* [Records for processing]
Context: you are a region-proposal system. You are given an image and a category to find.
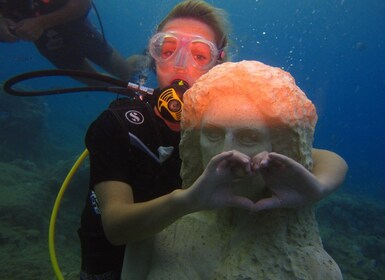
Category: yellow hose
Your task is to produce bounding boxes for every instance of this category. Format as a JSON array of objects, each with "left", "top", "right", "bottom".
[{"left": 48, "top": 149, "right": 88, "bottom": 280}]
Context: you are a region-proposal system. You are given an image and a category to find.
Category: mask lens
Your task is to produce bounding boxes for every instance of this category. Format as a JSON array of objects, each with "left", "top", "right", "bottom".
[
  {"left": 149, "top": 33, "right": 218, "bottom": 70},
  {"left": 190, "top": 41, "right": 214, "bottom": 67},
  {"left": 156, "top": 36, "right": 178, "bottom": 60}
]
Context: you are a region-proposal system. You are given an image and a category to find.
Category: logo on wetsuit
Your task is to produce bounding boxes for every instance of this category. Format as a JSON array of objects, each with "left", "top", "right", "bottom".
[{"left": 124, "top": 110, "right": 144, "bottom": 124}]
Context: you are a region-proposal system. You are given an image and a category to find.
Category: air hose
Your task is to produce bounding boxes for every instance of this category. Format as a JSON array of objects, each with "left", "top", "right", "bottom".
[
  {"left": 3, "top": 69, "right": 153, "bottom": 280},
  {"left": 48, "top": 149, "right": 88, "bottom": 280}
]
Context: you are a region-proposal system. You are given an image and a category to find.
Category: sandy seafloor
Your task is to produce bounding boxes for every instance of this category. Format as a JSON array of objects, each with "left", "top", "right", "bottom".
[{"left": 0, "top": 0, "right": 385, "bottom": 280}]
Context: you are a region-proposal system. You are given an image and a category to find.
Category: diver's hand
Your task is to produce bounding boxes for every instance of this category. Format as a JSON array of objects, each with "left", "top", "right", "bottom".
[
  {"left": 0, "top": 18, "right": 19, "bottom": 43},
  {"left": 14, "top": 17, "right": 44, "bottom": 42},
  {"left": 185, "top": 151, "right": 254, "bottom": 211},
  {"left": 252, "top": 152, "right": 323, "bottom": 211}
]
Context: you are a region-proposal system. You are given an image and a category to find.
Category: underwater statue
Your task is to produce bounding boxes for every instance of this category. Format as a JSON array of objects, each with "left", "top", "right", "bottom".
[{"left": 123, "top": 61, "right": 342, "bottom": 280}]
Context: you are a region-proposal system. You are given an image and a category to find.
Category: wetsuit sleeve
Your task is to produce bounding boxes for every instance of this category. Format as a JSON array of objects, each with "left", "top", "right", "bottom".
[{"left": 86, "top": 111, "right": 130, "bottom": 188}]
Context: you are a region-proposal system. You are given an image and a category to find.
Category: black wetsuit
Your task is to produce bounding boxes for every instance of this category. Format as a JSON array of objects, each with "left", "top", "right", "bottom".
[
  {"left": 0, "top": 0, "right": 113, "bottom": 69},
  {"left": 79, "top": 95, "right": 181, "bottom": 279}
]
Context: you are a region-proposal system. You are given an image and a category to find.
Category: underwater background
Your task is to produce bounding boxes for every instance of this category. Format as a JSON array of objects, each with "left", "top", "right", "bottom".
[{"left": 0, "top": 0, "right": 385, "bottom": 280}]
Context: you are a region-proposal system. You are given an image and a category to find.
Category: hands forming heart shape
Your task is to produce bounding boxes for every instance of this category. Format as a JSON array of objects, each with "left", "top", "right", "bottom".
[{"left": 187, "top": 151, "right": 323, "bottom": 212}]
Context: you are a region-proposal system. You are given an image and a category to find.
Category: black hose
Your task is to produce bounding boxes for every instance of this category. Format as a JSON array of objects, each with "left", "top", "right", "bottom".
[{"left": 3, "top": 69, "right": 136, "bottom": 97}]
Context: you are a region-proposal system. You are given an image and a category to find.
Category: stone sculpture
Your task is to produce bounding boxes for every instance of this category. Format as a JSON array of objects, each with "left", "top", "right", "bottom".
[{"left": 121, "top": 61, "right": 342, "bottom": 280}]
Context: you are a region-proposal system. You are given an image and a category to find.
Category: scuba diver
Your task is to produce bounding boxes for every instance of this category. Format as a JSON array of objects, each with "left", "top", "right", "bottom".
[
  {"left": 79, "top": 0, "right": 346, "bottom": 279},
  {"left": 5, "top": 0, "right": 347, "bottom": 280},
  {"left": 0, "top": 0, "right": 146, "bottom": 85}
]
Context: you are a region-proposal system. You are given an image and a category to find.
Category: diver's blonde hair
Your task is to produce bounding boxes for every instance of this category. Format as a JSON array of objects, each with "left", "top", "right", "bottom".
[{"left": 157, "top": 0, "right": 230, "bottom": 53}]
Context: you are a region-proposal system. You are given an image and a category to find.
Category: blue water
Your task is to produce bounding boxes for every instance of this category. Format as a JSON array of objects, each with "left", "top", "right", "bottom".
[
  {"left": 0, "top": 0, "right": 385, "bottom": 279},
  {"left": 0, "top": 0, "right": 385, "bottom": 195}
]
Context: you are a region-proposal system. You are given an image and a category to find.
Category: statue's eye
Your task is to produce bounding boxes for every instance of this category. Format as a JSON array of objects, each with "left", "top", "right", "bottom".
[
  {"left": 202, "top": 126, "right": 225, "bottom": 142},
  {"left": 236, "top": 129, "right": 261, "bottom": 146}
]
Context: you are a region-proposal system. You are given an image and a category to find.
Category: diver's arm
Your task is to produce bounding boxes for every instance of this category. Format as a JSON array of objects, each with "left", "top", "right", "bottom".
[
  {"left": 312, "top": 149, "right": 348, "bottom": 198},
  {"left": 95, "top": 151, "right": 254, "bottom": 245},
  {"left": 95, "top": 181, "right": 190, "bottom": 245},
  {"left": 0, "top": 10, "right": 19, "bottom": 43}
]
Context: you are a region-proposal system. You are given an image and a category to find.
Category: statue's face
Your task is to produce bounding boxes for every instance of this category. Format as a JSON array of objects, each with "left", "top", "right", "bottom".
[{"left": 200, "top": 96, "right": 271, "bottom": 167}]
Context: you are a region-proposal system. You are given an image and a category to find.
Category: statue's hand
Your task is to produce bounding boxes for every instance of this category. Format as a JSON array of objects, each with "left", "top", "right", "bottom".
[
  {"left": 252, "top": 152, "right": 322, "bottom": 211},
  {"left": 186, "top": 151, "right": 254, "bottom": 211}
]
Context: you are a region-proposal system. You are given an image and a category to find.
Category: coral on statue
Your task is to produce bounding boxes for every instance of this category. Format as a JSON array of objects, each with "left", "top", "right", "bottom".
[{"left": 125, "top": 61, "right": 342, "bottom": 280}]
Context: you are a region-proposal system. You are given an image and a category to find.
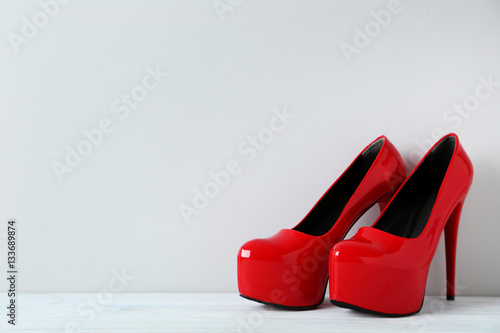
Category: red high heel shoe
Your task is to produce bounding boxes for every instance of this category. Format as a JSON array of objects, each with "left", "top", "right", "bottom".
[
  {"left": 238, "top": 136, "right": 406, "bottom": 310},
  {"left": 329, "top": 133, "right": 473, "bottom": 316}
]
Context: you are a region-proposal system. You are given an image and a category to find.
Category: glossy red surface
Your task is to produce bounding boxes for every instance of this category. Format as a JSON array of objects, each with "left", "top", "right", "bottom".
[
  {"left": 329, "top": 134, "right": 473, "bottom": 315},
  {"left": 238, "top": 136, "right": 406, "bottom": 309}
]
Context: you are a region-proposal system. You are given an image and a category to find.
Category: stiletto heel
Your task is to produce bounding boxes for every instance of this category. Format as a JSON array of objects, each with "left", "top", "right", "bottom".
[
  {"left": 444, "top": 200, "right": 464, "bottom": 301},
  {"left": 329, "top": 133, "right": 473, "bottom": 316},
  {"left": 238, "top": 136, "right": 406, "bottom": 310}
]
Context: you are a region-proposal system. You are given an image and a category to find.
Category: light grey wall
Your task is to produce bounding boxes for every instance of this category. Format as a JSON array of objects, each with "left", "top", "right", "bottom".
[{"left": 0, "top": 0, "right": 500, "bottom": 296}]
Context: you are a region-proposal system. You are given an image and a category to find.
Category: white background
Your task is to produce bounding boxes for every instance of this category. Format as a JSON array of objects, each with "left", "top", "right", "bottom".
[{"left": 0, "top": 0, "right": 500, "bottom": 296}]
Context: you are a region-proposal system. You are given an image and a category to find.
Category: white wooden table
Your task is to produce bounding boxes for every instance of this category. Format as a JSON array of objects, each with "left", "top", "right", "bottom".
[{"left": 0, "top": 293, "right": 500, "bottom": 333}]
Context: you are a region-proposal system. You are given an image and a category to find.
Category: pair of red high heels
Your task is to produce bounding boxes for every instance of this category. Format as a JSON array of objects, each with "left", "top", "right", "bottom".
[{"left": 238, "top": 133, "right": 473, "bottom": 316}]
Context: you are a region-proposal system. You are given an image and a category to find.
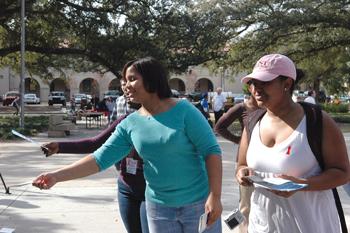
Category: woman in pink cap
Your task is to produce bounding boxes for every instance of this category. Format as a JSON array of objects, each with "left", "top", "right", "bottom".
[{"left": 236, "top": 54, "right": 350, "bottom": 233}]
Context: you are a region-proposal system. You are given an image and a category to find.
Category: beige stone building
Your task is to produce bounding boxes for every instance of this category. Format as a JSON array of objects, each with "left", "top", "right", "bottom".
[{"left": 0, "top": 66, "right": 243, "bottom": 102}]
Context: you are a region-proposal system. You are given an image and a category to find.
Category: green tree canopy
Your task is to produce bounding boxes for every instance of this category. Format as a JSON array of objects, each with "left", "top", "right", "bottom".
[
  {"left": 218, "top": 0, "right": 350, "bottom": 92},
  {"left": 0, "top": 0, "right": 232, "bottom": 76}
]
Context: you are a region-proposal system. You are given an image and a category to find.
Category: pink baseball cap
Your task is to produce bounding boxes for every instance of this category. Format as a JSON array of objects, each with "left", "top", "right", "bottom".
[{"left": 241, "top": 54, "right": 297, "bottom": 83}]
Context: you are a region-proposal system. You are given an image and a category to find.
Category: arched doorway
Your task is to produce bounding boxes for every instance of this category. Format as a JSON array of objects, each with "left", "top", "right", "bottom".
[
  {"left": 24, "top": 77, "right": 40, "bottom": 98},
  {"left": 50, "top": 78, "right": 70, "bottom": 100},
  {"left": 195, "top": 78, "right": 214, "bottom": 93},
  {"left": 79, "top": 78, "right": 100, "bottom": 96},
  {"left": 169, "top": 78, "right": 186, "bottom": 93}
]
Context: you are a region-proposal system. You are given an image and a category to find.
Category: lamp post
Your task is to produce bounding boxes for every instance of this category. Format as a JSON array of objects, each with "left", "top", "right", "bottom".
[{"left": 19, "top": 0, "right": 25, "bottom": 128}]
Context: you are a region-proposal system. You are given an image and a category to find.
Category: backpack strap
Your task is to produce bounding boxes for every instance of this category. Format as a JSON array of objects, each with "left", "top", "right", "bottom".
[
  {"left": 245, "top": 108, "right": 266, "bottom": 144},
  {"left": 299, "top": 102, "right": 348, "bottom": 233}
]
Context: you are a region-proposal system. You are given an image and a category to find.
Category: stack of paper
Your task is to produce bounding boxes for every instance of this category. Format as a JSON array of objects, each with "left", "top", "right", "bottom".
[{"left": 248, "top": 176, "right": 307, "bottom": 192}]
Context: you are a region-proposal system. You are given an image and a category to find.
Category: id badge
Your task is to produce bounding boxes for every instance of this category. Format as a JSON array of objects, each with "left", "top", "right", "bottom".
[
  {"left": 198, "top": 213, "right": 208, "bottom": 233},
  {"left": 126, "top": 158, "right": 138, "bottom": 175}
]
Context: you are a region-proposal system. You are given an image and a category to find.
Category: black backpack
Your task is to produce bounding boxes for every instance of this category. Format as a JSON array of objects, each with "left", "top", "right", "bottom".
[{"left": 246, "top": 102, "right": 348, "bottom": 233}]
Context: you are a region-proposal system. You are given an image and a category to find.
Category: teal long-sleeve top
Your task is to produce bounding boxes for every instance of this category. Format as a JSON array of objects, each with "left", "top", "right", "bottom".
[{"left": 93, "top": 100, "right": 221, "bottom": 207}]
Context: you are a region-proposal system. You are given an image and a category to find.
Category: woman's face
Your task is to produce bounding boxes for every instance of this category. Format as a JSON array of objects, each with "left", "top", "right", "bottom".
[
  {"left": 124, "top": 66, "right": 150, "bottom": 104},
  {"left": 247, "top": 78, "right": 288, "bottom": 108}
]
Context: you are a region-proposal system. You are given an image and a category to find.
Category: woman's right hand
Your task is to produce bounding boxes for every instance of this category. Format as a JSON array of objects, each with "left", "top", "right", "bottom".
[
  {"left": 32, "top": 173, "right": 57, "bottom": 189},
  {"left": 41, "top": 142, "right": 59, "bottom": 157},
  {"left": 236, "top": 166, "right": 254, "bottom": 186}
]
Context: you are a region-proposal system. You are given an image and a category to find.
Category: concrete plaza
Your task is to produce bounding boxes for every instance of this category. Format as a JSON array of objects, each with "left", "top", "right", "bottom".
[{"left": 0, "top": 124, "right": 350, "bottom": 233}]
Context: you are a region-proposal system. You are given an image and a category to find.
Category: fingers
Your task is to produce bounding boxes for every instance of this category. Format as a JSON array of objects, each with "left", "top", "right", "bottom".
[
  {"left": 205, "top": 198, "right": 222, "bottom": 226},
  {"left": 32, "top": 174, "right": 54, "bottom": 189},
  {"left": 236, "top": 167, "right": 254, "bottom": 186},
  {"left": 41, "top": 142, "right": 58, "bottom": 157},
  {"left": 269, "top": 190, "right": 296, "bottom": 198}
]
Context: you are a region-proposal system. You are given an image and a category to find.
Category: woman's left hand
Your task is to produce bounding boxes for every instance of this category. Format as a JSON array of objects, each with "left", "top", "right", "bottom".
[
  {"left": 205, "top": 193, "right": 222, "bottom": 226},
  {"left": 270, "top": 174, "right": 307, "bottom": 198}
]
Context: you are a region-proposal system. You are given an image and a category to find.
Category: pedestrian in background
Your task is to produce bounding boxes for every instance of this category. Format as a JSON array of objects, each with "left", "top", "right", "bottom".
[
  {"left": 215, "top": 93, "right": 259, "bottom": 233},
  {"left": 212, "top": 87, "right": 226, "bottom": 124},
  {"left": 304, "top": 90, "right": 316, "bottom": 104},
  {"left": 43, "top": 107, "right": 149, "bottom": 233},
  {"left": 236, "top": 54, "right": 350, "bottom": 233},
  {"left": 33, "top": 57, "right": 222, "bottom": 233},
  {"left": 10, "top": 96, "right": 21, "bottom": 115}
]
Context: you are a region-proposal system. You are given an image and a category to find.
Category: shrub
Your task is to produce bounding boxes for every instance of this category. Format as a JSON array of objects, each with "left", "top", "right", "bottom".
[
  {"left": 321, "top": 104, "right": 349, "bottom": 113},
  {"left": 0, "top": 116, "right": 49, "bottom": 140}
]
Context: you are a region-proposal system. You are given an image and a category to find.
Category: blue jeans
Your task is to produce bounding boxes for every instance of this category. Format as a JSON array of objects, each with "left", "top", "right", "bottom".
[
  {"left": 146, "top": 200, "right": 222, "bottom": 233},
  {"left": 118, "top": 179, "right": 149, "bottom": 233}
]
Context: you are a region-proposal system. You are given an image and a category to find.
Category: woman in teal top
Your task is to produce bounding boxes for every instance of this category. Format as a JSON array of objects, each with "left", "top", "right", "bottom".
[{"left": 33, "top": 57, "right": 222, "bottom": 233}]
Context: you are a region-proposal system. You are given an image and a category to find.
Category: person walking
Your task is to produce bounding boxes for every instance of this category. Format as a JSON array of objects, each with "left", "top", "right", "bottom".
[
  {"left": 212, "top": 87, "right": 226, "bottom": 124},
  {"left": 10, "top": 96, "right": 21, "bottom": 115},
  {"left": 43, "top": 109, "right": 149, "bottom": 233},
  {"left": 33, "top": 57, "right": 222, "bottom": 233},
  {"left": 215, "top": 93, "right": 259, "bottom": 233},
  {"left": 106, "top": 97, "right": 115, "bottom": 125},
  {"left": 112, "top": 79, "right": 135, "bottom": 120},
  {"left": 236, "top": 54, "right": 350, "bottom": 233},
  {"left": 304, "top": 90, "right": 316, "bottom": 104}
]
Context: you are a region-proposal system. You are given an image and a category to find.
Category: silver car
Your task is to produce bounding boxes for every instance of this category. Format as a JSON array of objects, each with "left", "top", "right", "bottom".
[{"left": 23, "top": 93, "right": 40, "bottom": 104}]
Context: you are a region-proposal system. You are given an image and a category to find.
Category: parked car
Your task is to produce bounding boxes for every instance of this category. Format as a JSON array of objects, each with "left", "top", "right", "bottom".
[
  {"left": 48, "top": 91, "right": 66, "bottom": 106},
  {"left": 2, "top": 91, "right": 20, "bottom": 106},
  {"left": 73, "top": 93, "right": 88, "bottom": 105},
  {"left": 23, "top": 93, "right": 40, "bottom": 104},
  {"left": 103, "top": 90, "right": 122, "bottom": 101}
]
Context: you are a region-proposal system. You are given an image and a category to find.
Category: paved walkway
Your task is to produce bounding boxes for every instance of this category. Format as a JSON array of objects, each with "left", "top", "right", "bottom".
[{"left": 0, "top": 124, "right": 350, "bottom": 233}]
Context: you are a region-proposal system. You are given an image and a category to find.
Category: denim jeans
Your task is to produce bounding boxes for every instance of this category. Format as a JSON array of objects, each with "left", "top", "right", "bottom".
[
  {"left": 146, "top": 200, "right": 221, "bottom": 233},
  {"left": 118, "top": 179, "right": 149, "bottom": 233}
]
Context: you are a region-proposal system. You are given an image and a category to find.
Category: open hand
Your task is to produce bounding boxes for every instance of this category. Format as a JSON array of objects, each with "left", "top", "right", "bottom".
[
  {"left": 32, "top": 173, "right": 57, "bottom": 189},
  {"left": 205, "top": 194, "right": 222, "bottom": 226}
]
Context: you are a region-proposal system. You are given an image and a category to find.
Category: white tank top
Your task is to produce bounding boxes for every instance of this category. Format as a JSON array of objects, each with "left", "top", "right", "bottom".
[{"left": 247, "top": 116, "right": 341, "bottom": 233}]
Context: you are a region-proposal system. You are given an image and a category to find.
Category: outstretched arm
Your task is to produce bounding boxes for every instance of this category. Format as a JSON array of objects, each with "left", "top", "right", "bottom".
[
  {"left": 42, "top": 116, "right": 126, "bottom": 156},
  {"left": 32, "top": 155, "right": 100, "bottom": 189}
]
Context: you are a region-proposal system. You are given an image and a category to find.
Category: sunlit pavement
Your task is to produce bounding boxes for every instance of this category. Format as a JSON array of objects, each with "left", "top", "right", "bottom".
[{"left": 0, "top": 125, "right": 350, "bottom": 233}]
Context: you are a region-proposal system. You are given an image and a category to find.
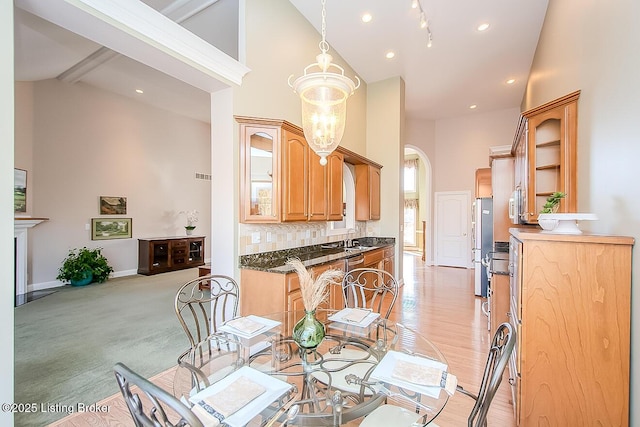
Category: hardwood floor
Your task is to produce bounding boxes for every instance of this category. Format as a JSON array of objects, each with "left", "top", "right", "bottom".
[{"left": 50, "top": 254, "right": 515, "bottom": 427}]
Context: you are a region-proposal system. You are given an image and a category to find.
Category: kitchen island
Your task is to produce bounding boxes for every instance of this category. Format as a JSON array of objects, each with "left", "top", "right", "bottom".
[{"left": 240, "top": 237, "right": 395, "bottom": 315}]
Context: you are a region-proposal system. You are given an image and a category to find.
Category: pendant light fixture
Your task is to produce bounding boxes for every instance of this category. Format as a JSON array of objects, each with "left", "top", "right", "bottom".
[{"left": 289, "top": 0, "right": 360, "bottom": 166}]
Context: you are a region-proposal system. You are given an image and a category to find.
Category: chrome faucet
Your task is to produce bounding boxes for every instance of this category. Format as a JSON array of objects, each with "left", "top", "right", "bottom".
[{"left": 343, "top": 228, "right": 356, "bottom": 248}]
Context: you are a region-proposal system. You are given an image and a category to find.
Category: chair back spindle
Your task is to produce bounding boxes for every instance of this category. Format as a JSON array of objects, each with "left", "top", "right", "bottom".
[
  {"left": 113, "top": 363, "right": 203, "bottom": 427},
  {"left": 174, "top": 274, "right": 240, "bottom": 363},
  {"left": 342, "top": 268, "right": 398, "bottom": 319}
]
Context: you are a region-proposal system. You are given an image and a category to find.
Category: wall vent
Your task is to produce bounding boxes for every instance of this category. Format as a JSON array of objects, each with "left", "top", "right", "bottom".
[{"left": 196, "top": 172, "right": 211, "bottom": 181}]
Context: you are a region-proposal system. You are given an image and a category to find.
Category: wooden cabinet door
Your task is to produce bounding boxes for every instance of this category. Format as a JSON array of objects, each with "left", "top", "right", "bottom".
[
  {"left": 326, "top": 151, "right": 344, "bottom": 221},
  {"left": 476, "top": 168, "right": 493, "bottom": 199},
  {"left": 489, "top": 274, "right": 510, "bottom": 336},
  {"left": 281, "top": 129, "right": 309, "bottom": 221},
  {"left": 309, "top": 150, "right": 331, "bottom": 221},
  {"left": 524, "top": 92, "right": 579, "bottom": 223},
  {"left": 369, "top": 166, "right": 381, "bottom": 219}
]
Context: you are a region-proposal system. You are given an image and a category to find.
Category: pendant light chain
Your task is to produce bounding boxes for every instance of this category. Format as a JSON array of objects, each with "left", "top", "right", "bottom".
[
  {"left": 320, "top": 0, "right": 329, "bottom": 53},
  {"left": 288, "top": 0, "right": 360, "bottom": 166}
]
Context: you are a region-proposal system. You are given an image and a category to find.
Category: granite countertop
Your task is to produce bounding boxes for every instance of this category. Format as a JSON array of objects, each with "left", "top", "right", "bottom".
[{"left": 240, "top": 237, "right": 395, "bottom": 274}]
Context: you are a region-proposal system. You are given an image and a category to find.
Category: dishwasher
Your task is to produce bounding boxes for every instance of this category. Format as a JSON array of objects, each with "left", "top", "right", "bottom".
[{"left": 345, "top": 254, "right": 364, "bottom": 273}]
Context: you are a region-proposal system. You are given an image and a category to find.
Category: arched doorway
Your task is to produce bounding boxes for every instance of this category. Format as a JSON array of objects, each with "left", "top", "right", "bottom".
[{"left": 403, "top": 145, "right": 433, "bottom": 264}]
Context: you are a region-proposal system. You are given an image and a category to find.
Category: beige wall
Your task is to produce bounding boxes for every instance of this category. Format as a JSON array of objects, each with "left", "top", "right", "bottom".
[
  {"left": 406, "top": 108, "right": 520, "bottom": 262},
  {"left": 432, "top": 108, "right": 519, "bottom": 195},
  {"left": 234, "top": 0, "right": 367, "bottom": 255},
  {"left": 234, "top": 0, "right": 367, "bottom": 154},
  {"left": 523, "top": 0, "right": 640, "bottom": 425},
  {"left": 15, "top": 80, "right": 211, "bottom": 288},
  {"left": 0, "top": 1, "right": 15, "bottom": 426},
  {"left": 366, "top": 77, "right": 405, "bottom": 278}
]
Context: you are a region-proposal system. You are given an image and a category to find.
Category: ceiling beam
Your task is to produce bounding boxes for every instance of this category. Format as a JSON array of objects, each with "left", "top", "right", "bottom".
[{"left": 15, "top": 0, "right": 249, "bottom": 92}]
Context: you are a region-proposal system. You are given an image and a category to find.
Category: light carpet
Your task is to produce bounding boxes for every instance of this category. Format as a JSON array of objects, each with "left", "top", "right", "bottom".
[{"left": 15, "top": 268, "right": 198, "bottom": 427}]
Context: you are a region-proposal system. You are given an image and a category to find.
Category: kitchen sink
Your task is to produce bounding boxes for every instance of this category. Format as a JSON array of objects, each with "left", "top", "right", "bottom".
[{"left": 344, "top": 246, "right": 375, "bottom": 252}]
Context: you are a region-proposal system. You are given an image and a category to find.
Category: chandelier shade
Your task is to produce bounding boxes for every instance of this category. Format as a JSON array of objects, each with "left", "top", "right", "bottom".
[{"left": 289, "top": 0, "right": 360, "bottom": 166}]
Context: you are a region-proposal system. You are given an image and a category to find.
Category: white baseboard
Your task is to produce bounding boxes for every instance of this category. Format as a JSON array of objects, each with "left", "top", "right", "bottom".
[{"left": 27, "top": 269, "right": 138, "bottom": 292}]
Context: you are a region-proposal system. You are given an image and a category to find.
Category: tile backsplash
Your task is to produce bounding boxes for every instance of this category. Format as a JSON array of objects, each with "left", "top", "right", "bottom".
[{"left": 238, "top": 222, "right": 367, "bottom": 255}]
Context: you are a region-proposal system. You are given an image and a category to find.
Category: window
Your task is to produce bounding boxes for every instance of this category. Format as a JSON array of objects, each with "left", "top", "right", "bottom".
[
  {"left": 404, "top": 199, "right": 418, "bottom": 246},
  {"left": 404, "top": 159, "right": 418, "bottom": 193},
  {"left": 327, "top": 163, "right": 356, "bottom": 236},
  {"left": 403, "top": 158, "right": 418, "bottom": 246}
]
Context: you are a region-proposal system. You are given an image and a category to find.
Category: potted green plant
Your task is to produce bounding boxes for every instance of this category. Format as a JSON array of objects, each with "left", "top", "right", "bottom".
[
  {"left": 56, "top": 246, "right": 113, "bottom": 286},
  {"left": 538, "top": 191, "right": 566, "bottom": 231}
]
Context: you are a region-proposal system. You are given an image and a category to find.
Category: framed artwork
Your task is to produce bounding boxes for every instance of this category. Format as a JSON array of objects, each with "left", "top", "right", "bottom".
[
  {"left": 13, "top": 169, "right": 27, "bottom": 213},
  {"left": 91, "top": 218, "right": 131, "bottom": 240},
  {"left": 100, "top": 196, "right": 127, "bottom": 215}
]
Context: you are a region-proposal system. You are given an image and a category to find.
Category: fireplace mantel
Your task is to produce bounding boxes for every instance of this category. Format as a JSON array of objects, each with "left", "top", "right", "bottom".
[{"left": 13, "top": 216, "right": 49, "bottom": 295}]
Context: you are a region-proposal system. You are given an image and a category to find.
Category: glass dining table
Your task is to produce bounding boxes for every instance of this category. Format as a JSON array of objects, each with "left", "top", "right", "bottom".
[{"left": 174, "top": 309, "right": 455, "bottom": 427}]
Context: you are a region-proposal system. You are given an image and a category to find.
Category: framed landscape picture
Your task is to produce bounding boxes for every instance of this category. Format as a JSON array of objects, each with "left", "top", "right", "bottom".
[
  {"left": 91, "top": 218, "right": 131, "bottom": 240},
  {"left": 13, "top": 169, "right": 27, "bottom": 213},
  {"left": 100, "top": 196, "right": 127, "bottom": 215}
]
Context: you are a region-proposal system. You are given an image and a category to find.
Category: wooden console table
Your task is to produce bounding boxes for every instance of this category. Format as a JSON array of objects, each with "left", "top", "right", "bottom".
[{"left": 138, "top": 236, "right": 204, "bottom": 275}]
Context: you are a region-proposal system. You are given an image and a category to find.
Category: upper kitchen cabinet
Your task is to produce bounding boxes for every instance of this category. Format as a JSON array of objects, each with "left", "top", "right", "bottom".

* [Exercise objective]
Which lines in the data above contain the string "pink", matching case exactly? Pick out each of those lines and copy it in full.

* [Expected answer]
Category: woman in pink cap
Category: pink baseball cap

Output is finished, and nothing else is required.